(Point localization data)

-=-=-=-=-

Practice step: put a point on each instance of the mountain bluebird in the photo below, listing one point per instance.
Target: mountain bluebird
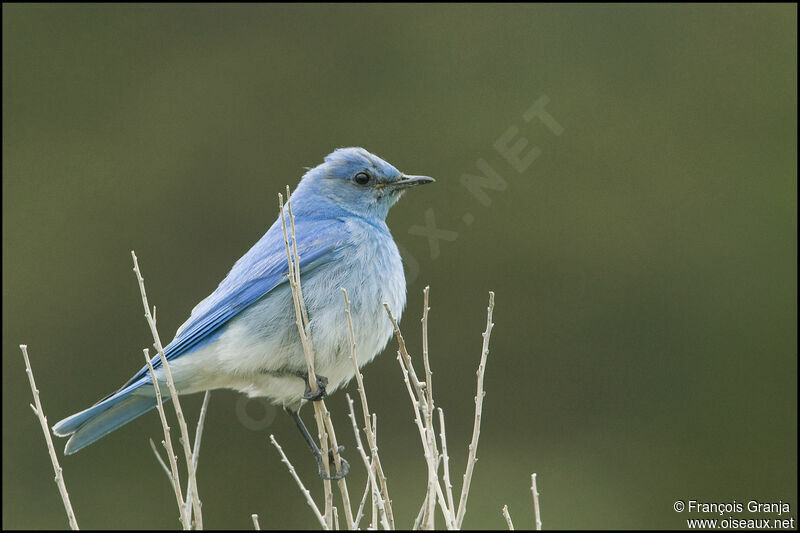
(244, 336)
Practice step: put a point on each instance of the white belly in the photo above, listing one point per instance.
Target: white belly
(260, 348)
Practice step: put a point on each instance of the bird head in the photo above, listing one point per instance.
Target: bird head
(356, 181)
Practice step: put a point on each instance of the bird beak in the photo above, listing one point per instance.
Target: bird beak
(409, 181)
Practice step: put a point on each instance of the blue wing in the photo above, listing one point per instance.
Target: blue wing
(260, 270)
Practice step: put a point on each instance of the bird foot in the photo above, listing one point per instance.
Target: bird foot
(345, 466)
(322, 382)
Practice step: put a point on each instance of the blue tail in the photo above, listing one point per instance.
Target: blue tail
(106, 416)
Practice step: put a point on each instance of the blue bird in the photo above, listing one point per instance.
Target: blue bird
(244, 336)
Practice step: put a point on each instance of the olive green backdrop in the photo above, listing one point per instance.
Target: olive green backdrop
(644, 262)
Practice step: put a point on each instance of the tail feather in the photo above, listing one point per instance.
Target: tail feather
(103, 418)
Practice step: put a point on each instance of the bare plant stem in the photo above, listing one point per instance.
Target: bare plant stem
(39, 412)
(476, 429)
(508, 518)
(167, 442)
(303, 489)
(322, 416)
(535, 493)
(192, 495)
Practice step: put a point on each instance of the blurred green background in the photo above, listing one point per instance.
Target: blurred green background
(645, 347)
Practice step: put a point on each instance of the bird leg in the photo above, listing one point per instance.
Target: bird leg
(322, 382)
(315, 449)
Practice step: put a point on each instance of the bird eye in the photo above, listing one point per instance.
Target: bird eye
(362, 178)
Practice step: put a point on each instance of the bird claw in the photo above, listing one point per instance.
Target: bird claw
(322, 382)
(345, 466)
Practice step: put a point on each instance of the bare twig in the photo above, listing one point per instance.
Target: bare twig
(303, 489)
(161, 462)
(192, 495)
(198, 435)
(369, 429)
(508, 518)
(39, 411)
(535, 493)
(448, 485)
(322, 416)
(377, 500)
(476, 429)
(174, 476)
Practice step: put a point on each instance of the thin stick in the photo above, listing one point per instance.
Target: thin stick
(173, 463)
(303, 327)
(198, 435)
(508, 518)
(419, 403)
(360, 512)
(476, 429)
(162, 463)
(303, 489)
(369, 429)
(37, 409)
(377, 500)
(348, 512)
(448, 485)
(192, 495)
(535, 493)
(433, 476)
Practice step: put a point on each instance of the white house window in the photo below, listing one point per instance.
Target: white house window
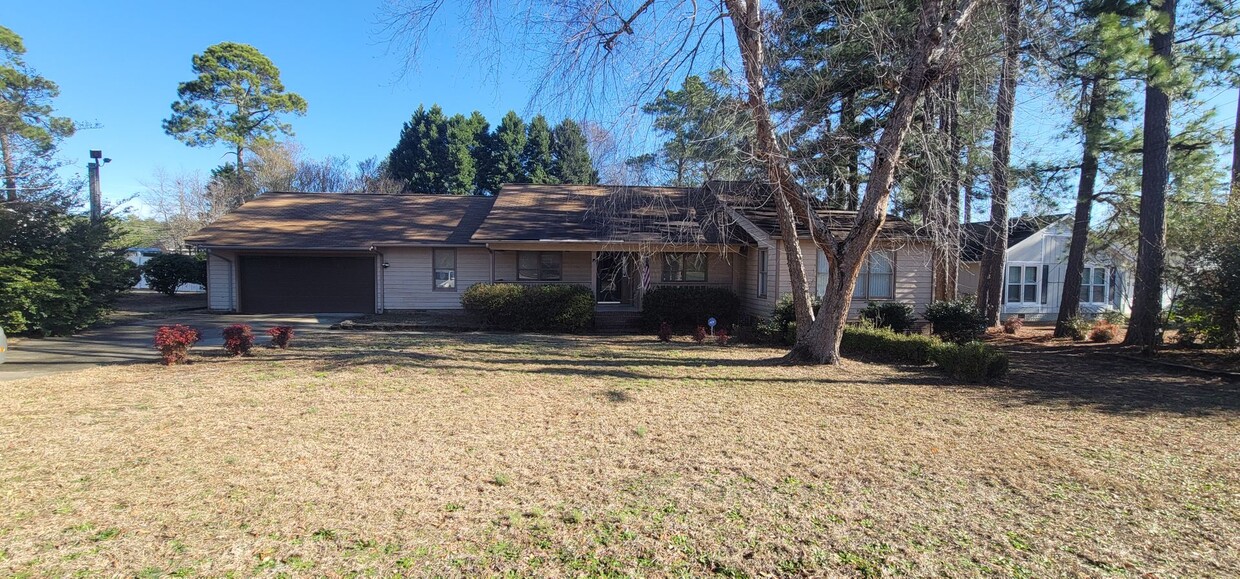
(445, 268)
(1022, 284)
(683, 267)
(821, 273)
(877, 278)
(540, 265)
(1094, 285)
(761, 273)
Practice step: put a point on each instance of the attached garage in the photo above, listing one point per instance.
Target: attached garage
(306, 284)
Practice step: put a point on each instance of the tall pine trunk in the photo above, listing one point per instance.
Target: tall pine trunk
(10, 169)
(1145, 326)
(1095, 113)
(990, 279)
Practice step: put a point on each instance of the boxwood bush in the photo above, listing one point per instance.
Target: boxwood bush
(884, 345)
(971, 362)
(687, 306)
(532, 308)
(889, 314)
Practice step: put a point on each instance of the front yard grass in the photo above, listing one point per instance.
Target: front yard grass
(489, 454)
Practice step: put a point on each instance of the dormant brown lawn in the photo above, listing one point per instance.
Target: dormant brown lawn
(482, 454)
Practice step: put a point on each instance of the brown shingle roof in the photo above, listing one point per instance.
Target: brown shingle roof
(346, 221)
(754, 202)
(608, 215)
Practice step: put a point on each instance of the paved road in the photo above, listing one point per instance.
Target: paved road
(130, 340)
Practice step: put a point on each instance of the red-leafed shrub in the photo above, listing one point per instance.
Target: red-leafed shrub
(665, 332)
(238, 340)
(1102, 331)
(174, 342)
(280, 336)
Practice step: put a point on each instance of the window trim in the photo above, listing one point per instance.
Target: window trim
(866, 272)
(541, 277)
(1023, 284)
(434, 269)
(1088, 283)
(666, 270)
(763, 275)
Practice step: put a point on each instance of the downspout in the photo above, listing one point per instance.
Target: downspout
(382, 290)
(232, 273)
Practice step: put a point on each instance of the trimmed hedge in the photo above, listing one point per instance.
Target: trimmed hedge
(889, 314)
(956, 320)
(971, 362)
(881, 344)
(532, 308)
(687, 306)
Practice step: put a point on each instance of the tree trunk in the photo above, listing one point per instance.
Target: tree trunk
(1095, 113)
(990, 279)
(747, 21)
(10, 170)
(848, 119)
(1234, 196)
(1145, 326)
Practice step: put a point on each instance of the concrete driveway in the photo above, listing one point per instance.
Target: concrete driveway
(132, 340)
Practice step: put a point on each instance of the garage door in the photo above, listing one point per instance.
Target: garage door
(284, 284)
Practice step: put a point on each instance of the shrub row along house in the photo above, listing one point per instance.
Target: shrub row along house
(372, 253)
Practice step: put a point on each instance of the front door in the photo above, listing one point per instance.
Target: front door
(611, 278)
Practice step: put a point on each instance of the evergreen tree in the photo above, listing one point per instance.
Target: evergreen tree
(571, 159)
(504, 150)
(417, 159)
(536, 158)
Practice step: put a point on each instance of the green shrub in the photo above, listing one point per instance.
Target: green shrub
(531, 308)
(58, 272)
(1076, 327)
(882, 344)
(956, 320)
(687, 306)
(1114, 318)
(971, 362)
(889, 314)
(168, 272)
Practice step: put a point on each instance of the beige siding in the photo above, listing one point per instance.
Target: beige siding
(408, 280)
(718, 270)
(575, 267)
(221, 282)
(914, 279)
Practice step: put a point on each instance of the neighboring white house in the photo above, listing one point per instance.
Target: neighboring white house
(139, 256)
(1036, 264)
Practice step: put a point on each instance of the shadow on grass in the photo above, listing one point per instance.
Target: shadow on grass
(1076, 377)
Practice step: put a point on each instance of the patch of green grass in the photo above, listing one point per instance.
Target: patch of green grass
(108, 533)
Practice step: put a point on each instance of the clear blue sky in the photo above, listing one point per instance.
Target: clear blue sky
(119, 65)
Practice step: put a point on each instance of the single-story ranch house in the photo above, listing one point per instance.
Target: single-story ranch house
(1034, 267)
(301, 252)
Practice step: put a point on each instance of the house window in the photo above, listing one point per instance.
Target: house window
(538, 265)
(761, 273)
(445, 269)
(1094, 285)
(821, 273)
(877, 278)
(683, 267)
(1022, 284)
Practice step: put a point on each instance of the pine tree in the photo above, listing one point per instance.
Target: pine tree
(502, 153)
(417, 159)
(536, 158)
(571, 159)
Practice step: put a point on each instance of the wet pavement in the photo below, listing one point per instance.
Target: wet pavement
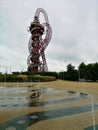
(10, 97)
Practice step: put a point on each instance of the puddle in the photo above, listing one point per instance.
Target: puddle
(24, 121)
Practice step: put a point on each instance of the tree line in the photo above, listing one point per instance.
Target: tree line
(87, 72)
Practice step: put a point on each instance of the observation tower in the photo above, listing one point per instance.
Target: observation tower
(39, 40)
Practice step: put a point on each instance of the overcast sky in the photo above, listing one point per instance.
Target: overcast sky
(74, 32)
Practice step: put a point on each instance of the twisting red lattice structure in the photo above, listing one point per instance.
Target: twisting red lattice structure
(37, 44)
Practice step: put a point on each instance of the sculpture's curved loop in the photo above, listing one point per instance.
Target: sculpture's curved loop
(37, 44)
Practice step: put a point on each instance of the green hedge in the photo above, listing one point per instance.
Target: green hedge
(25, 78)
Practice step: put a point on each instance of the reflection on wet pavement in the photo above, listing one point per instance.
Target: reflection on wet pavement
(26, 101)
(11, 98)
(24, 121)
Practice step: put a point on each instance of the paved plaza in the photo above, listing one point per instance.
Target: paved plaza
(58, 105)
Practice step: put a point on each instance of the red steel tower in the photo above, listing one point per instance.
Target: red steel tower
(39, 40)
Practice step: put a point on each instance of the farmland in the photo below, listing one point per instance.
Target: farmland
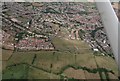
(54, 64)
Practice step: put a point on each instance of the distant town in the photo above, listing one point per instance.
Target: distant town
(55, 40)
(38, 20)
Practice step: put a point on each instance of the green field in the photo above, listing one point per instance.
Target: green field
(69, 56)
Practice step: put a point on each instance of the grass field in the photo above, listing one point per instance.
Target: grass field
(39, 74)
(6, 54)
(51, 64)
(16, 72)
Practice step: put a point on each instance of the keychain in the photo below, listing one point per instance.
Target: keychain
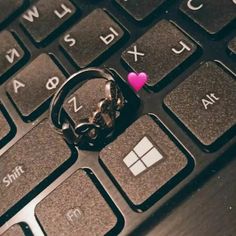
(100, 122)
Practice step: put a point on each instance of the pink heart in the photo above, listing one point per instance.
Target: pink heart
(137, 80)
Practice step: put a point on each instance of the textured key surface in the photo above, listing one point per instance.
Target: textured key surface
(159, 52)
(140, 9)
(76, 208)
(84, 100)
(205, 102)
(28, 162)
(15, 230)
(36, 83)
(143, 159)
(91, 37)
(9, 6)
(4, 126)
(213, 16)
(10, 52)
(232, 46)
(36, 19)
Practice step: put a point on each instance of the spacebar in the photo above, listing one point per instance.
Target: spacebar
(28, 162)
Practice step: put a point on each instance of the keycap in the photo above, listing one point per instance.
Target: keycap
(140, 9)
(205, 102)
(212, 16)
(5, 128)
(142, 160)
(15, 230)
(46, 16)
(232, 46)
(31, 160)
(76, 207)
(91, 38)
(10, 7)
(11, 53)
(36, 83)
(159, 52)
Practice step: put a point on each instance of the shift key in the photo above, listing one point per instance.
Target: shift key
(29, 162)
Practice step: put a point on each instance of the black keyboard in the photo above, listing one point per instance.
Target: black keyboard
(180, 128)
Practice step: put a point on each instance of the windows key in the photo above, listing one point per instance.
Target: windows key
(143, 160)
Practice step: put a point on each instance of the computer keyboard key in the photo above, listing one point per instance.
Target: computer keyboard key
(212, 16)
(76, 207)
(46, 16)
(143, 159)
(31, 160)
(5, 128)
(159, 52)
(9, 6)
(15, 230)
(140, 9)
(35, 84)
(232, 46)
(205, 102)
(10, 52)
(91, 38)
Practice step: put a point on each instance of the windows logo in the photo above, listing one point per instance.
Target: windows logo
(142, 157)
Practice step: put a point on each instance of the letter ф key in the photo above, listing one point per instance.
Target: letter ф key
(34, 85)
(10, 52)
(46, 16)
(91, 37)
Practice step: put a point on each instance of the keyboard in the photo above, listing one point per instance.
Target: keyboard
(177, 132)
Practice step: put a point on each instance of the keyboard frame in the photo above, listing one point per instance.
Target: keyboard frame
(211, 49)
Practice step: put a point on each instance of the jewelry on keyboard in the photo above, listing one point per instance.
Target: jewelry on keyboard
(100, 124)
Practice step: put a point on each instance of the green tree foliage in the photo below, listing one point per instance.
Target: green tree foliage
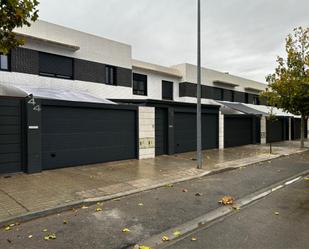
(13, 14)
(289, 85)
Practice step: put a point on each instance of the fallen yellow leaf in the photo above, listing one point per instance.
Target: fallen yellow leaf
(50, 237)
(126, 230)
(236, 208)
(144, 247)
(165, 238)
(227, 200)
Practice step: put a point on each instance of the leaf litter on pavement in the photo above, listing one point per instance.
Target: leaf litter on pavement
(227, 200)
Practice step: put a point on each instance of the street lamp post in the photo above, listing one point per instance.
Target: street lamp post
(198, 112)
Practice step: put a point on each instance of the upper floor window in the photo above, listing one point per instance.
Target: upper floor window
(228, 95)
(256, 100)
(110, 75)
(4, 62)
(167, 90)
(55, 66)
(139, 84)
(218, 93)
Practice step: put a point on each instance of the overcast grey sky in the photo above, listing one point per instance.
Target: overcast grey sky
(242, 37)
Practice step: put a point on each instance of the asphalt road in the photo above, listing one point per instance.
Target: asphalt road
(280, 221)
(148, 213)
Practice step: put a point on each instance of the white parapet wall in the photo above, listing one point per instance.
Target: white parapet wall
(221, 130)
(146, 122)
(263, 130)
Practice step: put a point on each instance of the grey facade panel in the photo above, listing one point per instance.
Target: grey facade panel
(25, 61)
(228, 95)
(240, 97)
(187, 89)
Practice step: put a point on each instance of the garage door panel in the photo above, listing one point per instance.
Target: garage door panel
(275, 131)
(10, 167)
(210, 131)
(238, 131)
(297, 128)
(161, 131)
(78, 140)
(185, 132)
(9, 120)
(108, 122)
(76, 136)
(10, 136)
(66, 158)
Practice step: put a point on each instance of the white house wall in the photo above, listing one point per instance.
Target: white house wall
(92, 48)
(189, 73)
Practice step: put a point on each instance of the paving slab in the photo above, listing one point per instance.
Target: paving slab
(22, 193)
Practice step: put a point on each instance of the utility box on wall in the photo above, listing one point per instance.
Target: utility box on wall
(146, 122)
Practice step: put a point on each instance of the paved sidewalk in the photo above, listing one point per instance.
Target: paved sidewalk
(21, 194)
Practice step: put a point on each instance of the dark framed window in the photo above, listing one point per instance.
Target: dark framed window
(52, 65)
(4, 62)
(256, 100)
(167, 90)
(110, 75)
(218, 93)
(139, 84)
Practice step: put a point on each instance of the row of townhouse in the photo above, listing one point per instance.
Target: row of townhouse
(70, 98)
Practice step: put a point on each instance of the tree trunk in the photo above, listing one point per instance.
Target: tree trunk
(302, 132)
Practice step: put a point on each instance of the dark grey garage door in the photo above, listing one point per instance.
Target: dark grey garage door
(10, 136)
(275, 130)
(185, 131)
(75, 136)
(161, 131)
(238, 130)
(296, 128)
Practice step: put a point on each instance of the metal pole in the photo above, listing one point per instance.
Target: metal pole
(198, 113)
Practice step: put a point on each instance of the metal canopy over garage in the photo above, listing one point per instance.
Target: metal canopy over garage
(47, 93)
(243, 108)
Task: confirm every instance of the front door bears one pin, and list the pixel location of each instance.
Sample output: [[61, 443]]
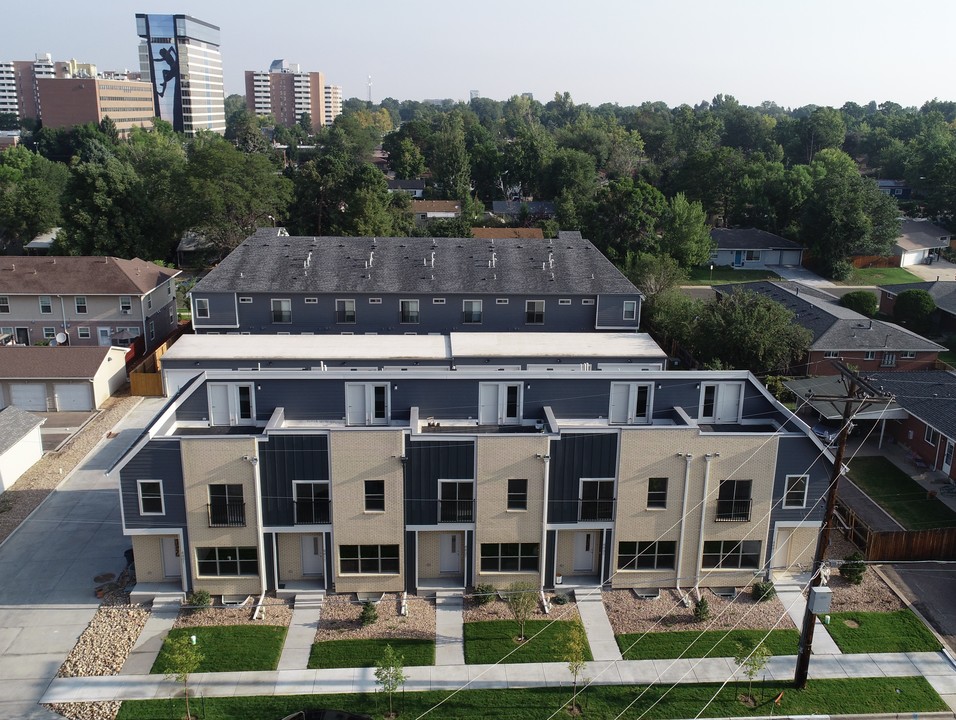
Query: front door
[[312, 560], [172, 564], [449, 553], [584, 552]]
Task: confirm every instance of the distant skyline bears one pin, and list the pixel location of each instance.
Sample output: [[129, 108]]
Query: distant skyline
[[824, 52]]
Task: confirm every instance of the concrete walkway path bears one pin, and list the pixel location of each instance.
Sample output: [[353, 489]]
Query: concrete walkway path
[[449, 629], [597, 626], [298, 641]]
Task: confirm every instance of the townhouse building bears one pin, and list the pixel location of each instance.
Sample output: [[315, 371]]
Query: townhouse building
[[390, 463], [92, 300], [276, 284]]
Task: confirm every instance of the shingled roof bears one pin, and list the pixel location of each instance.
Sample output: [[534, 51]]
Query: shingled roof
[[83, 275], [833, 326], [266, 262]]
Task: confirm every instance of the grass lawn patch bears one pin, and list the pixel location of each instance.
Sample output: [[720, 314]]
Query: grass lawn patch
[[900, 631], [711, 643], [899, 494], [902, 696], [231, 648], [490, 641], [723, 275], [366, 653]]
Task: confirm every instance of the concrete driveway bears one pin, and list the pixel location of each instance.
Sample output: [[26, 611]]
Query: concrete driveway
[[48, 566]]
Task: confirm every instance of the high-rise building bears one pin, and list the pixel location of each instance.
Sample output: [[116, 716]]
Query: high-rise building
[[180, 55], [285, 92]]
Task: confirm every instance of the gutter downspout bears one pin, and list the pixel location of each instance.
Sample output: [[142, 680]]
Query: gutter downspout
[[703, 514], [683, 520]]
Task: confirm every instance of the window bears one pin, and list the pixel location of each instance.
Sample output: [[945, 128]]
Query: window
[[509, 557], [597, 500], [227, 561], [733, 501], [456, 501], [517, 494], [150, 497], [658, 555], [313, 505], [657, 492], [368, 559], [534, 312], [226, 507], [630, 309], [345, 311], [408, 311], [374, 496], [281, 311], [731, 554], [471, 311], [795, 494]]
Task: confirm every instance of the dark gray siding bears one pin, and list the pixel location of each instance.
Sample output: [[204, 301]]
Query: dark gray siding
[[574, 456], [283, 460], [158, 460], [427, 462]]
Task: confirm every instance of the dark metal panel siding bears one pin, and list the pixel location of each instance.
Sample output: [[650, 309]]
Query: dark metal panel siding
[[573, 457], [158, 460], [427, 462], [284, 459]]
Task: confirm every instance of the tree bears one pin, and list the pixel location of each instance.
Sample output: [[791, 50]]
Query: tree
[[390, 674], [522, 599], [182, 659]]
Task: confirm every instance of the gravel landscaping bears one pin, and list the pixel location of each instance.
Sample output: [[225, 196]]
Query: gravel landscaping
[[339, 619]]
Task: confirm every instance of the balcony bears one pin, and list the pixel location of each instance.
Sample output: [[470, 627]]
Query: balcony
[[227, 514]]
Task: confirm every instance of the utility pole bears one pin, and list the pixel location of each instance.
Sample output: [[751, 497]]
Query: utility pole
[[823, 540]]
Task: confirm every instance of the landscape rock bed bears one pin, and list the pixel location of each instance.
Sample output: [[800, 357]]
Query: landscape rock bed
[[339, 619]]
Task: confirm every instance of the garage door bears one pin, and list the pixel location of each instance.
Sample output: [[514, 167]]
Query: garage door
[[28, 396], [73, 396]]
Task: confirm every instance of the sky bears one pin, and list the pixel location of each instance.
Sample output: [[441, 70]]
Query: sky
[[792, 52]]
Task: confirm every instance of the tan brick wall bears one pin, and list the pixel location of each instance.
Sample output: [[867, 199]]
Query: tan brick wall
[[357, 456], [219, 462]]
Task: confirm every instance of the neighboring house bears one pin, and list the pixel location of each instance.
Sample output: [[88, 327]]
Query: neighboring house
[[275, 284], [427, 210], [20, 444], [416, 465], [920, 242], [749, 247], [843, 334], [943, 293], [46, 379], [415, 188], [90, 299]]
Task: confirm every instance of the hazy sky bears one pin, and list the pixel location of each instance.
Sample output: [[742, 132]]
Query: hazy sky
[[793, 52]]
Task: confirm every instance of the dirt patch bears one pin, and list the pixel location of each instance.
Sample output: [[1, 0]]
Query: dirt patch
[[339, 619]]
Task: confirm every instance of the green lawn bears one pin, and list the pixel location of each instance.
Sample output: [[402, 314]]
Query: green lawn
[[712, 643], [724, 274], [880, 276], [232, 648], [492, 640], [366, 653], [900, 495], [903, 696], [899, 631]]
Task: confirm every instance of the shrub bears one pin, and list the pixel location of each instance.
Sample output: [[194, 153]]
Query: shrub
[[863, 301], [761, 591], [369, 614], [853, 569]]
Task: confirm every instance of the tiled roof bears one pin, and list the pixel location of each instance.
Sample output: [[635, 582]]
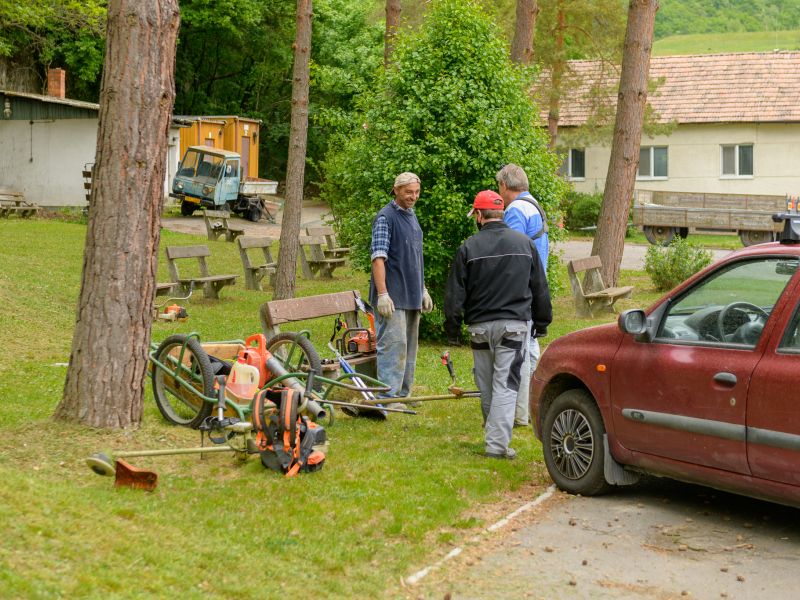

-=-=-=-=-

▶ _Assigned task_:
Which lines of the data hold the string "below"? Return each of them.

▶ _Solution_:
Practice step: put a point on each instance of the mountain bluebird in the photo below, listing one point per instance.
Practice step: put a point on each instance of the white house window in the photo below, listing one point per instance.
Practice step: put a point on each instance of the wet pavement in the photo below, listing one point per instance.
Practice step: put a point on each instance of the farmland in the photo below, listing one point per instance.
Practice step: put a point on each instance of the keychain in the photo below, listing one point per instance.
Practice step: put a point on each instance of the green tree foliage in the photo below, listing one point per instance.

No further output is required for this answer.